Il menù è cortissimo, così corto che se arrivassi con tre amici affamati potresti anche dire “prendiamo tutto”. Il team? Un gruppo di giovani svegli e appassionati. Ma, soprattutto, con Trattoria della Gloria si compie la rivincita del ruolo sociale delle insegne tipiche meneghine.
La storia
Mentirei se vi dicessi che i pregiudizi sulla Trattoria della Gloria stavano a zero. Rocco Galasso l’avevo inquadrato dai tempi di Enoteca Naturale e bollato con l’etichetta di “oste naturalista integerrimo”, Tommaso Melilli, lo chef scrittore che pensa di essere ancora a Parigi e che cucina solo nostalgia. E Luca Gennati? Su Luca i miei retropensieri non avevano abbastanza dati. Però due su tre fanno la maggioranza. Per recensire un ristorante puoi cavartela con poco, rischiando il minimo. Rimani in superficie, confermi la prima impressione e passi al prossimo. Oppure puoi metterti ad ascoltare e ad osservare. Lasciandoti saziare dalla realtà che non ti aspettavi, che un’altra volta presenta il conto, che vale assolutamente la pena pagare. Quello che ne deriva mi auguro sia ciò che di più lontano possa esserci da una recensione.
Sulla rive gauche del Naviglio - in quella parte di naviglio in cui la movida sfuma e fa meno baccano - c’è questa trattoria new wave, che ha ridonato i fasti conviviali alla trattoria di quartiere. In via Mario Pichi la Gloria era una trattoria storica che prendeva il nome dal nome della proprietaria che la conduceva assieme al marito. Chi ne sorveglia i muri adesso e chi prova a dargli una nuova storia, sono tre spettinati, tre letterati, tre amici. Una nuova scapigliatura che rompe con il recente borghesismo della trattoria moderna, che se ne frega delle regole e delle nuove regole del business ristorativo. Tommaso, Rocco e Luca sono davvero tre letterati e, ad essere bastardi sulla carta, non si capisce perché non siano ancora falliti.
Rocco: “Io e Tommaso abbiamo studiato Lettere ma a un certo punto abbiamo mollato, Luca invece è arrivato fino in fondo. I conti del ristorante li tiene Luca. Fossimo stati solo io e Tommaso, saremmo naufragati presto. Luca ha fatto lettere economiche (ride), ha preso il master in cui devi usare meno lettere possibili. Si è trovato a occuparsi dell’amministrazione e si è rivelato molto capace. Luca tiene i fili. Io e Tommaso abbiamo la nostra personale organizzazione, che in pochi capiscono (ridono entrambi)”.
Luca: “Il fatto che coltiviamo altro ci apre tante prospettive e ci fa tenere lo sguardo aperto, non ci fa incagliare nei temi della ristorazione. Spero si percepisca in sala. Durante il servizio, poter parlare in sala di tante cose e anche dei piatti in modo diverso, è una cosa in cui credo molto. Tutti e tre abbiamo studiato Lettere, sembriamo tre pirlotti però una quindicina di anni di esperienza ristorativa sulle spalle li abbiamo”.

§ **BREVE ESERCIZIO A**
Scrivi il nome e il cognome dei tre amici che, secondo il testo sulla Trattoria della Gloria, gestiscono il locale.
Il testo sulla Trattoria della Gloria e l'elenco hanno origini diverse.

Voci tratte da un dataset:
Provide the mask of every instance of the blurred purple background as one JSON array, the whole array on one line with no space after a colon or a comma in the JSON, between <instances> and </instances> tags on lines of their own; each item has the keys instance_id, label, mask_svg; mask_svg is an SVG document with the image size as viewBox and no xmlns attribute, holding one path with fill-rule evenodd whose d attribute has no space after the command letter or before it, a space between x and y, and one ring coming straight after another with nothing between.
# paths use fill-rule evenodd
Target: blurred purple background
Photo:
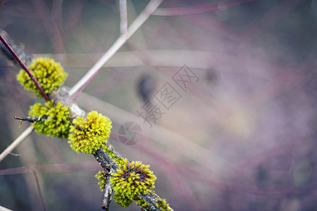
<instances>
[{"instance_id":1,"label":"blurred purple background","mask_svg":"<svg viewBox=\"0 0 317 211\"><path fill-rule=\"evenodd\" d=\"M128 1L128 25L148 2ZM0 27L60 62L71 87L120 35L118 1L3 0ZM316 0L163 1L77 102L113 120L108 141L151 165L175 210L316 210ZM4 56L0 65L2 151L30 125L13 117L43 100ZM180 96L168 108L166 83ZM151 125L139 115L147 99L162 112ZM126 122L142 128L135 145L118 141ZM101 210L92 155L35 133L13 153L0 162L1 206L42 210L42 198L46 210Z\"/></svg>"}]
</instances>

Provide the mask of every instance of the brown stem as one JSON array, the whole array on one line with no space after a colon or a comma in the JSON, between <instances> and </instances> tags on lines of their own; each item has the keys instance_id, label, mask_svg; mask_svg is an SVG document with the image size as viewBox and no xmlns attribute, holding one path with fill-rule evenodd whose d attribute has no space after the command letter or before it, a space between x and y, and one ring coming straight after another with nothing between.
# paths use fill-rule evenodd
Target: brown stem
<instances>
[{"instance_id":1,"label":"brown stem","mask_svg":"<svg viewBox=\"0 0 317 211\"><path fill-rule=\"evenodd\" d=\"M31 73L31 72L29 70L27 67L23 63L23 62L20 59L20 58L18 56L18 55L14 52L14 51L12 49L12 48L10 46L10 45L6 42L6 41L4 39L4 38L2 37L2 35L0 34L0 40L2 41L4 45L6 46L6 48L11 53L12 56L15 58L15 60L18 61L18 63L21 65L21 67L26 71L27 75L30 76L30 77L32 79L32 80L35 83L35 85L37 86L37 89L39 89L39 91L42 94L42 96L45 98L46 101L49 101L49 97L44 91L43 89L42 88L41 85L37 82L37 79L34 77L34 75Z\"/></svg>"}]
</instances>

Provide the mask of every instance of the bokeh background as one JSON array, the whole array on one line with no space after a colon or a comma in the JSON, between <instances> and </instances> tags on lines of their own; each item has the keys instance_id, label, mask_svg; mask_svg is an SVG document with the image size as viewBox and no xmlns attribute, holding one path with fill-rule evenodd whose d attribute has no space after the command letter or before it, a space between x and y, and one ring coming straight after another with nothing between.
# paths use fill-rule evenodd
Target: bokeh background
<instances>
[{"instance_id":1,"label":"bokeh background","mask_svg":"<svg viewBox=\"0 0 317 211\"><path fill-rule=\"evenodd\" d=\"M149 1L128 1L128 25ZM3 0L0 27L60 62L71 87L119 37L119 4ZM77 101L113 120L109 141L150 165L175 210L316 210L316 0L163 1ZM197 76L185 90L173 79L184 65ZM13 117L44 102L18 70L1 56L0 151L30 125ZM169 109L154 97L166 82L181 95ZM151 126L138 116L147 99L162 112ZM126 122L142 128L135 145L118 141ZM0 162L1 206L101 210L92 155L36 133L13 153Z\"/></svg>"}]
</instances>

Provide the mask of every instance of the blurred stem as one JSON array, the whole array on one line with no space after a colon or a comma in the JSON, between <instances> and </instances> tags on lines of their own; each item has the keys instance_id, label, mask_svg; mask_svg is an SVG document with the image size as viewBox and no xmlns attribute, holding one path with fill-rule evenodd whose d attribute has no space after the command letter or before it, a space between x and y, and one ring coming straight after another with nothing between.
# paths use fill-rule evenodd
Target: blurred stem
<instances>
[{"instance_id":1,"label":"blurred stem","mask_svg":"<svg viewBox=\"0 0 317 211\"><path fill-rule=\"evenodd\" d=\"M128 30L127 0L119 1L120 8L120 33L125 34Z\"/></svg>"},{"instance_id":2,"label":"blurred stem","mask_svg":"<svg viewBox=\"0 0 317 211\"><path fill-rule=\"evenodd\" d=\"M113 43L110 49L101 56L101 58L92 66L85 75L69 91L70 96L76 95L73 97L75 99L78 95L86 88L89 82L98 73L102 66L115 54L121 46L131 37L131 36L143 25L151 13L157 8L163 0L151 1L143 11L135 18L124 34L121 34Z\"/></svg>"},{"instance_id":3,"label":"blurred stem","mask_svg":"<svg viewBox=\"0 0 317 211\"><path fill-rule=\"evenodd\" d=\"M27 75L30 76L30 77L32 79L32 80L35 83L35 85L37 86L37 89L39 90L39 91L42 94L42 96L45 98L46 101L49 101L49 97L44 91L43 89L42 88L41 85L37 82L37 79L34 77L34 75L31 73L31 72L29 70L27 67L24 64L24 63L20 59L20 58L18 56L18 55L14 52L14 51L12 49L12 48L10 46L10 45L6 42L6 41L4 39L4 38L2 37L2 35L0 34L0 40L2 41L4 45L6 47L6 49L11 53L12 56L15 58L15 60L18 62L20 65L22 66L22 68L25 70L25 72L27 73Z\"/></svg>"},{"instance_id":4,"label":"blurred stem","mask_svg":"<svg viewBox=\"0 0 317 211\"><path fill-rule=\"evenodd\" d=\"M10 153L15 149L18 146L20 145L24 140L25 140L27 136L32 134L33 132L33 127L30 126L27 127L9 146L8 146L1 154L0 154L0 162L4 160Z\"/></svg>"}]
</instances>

§ **BREVE ESERCIZIO B**
Estrai dall'elenco tutte le righe che contengono la parola "Target".

§ **SOLUZIONE ESERCIZIO A**
Rocco Galasso
Tommaso Melilli
Luca Gennati

§ **SOLUZIONE ESERCIZIO B**
Target: blurred purple background
Target: brown stem
Target: bokeh background
Target: blurred stem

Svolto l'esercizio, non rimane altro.